→ EXTRACT
--- START ---
These things almost seem like the WMD of the future, the ability to wipe out all life within almost half a galaxy with a single explosion due to the concentration of gamma rays... kindof makes any nuke look insignificant...

Oh no, I just mentioned a weapons application... so if we suddenly see lots of funding of this research by the bush administration... we know why!

Re:...is anyone else reminded of TNG? (1)

thrawn_aj (1073100) | more than 7 years ago | (#18403887)

These things almost seem like the WMD of the future, the ability to wipe out all life within almost half a galaxy with a single explosion due to the concentration of gamma rays... kindof makes any nuke look insignificant...
Yes. Also extremely stupid unless you can deliver it from more than "half a galaxy" away :P.

Oh no, I just mentioned a weapons application... so if we suddenly see lots of funding of this research by the bush administration... we know why!
Getting old and tired there. Never attribute to conspiracy what may be explained by mere incompetence :P.

Re:...is anyone else reminded of TNG? (4, Interesting)

inviolet (797804) | more than 7 years ago | (#18404177)

Yes. Also extremely stupid unless you can deliver it from more than "half a galaxy" away :P.

GRBs are thought to emanate only from the poles of a supernova. So no, a GRB can indeed be 'aimed'.

I've often wondered if GRBs aren't simply the result of some technological civilization stumbling onto a new law of physics, and wiping themselves out in the process. It would certainly explain the absence of any voices in a galaxy that -- by now -- ought to be teeming with life.

Re:...is anyone else reminded of TNG? (1)

owlstead (636356) | more than 7 years ago | (#18405165)

"There is a theory which states that if ever anyone discovers exactly what the Universe is for and why it is here, it will instantly disappear and be replaced by something even more bizarre and inexplicable. There is another which states that this has already happened."

Maybe we are indeed seeing the outcome of this happening, just on a smaller scale. These guys are probably doing something incredously stupid, like playing with a very large ray canon or starting a large nuclear fusion reactor. Well, I say they got it coming to them. Nosy bastards.

Re:...is anyone else reminded of TNG? (1)
--- END ---
→ GOAL A
Answer these questions from the comment thread:
(i) From what are GRBs thought to emanate?
(ii) What does thrawn_aj say never to attribute to conspiracy?
(iii) Which user posted comment #18405165?
→ GOAL B
Resize the point coordinates in the entries, from the line containing "Tag the suit breast" through the end of the entries, inclusive. Write those lines out again with their requests, multiplying each coordinate by 0.7 and rounding to whole numbers, halves up.

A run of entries
--- START ---
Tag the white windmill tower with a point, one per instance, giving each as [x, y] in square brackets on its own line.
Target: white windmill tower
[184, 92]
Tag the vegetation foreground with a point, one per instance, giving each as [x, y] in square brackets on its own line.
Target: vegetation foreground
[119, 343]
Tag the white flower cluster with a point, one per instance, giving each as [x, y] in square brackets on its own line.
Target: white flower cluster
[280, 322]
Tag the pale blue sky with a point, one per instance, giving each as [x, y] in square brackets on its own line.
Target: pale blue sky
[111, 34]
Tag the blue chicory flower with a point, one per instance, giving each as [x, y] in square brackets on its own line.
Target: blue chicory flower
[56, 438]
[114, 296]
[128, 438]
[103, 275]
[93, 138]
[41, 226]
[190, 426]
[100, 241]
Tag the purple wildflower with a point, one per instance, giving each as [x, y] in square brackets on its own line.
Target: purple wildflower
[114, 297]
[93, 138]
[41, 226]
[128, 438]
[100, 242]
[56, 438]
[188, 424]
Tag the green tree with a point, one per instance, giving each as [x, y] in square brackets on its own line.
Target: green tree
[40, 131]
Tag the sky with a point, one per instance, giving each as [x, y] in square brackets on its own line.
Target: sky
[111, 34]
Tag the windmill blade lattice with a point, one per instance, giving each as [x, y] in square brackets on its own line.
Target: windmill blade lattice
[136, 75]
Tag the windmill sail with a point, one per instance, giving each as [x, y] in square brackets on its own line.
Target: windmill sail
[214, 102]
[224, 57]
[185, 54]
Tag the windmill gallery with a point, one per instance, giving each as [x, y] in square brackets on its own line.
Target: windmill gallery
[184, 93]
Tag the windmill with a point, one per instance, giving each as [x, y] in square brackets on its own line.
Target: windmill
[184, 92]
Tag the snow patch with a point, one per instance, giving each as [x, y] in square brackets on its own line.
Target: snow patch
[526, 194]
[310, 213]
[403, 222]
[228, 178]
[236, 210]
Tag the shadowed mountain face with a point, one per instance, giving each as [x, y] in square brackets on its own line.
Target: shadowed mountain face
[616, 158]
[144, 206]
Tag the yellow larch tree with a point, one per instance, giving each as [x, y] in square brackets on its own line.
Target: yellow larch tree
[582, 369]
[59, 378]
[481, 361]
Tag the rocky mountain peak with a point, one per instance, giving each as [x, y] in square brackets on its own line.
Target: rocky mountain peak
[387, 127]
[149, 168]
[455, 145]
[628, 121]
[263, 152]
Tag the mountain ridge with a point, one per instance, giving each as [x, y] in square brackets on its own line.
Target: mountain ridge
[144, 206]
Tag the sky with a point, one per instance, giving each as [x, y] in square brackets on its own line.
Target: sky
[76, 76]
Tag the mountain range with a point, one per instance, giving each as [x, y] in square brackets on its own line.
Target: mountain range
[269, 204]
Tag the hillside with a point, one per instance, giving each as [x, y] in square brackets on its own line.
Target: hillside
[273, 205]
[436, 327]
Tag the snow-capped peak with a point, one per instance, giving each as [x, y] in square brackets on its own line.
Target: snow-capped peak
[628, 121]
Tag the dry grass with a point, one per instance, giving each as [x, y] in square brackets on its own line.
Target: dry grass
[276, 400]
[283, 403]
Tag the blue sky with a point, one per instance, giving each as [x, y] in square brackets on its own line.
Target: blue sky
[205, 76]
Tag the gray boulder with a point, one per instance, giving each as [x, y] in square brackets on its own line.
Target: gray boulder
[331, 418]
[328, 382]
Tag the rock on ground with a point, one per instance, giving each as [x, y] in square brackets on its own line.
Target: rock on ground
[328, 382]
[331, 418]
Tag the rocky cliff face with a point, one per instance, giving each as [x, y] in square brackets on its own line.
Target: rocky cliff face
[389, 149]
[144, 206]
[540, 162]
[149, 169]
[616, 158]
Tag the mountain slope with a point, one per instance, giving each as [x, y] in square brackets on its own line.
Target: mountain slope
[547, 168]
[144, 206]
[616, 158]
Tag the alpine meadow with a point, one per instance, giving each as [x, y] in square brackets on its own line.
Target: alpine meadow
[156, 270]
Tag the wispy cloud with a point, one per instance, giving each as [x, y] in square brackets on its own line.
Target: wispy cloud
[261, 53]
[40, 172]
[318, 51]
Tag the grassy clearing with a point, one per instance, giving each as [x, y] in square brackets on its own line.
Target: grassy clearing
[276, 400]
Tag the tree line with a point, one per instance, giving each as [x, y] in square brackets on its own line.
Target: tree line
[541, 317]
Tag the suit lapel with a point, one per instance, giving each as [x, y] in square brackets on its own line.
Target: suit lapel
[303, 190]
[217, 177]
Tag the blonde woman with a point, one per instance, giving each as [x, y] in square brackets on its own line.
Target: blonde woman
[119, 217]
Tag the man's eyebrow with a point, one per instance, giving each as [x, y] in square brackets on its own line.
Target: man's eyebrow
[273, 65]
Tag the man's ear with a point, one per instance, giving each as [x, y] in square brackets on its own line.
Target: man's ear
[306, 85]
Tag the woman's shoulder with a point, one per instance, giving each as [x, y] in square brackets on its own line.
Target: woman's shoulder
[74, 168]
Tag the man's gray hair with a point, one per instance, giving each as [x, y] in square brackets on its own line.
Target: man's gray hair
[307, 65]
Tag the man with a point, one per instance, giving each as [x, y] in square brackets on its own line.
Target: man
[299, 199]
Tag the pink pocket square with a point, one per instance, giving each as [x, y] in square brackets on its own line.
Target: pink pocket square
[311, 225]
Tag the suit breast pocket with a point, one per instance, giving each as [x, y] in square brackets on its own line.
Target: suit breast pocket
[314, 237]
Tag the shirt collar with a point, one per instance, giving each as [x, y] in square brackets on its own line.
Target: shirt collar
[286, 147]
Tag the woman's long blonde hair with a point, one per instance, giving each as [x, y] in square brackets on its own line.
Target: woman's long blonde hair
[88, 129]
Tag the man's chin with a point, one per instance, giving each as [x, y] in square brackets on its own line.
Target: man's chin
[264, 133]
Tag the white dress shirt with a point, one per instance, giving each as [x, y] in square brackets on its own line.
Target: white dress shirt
--- END ---
→ FINAL RESULT A
(i) Only from the poles of a supernova.
(ii) What may be explained by mere incompetence.
(iii) owlstead.

→ FINAL RESULT B
Tag the suit breast pocket with a point, one per instance, giving each as [x, y] in square brackets on its own line.
Target: suit breast pocket
[220, 166]
Tag the shirt collar with a point, one per instance, giving each as [x, y] in square brackets on its own line.
Target: shirt collar
[200, 103]
Tag the woman's long blonde hair with a point, one per instance, giving each as [x, y] in square brackets on its own line.
Target: woman's long blonde hair
[62, 90]
Tag the man's chin with a point, one per instance, giving each as [x, y] in square brackets on its own line.
Target: man's chin
[185, 93]
Tag the white dress shirt with a point, one per instance, giving each as [x, y] in square brackets on its own line.
Target: white dress shirt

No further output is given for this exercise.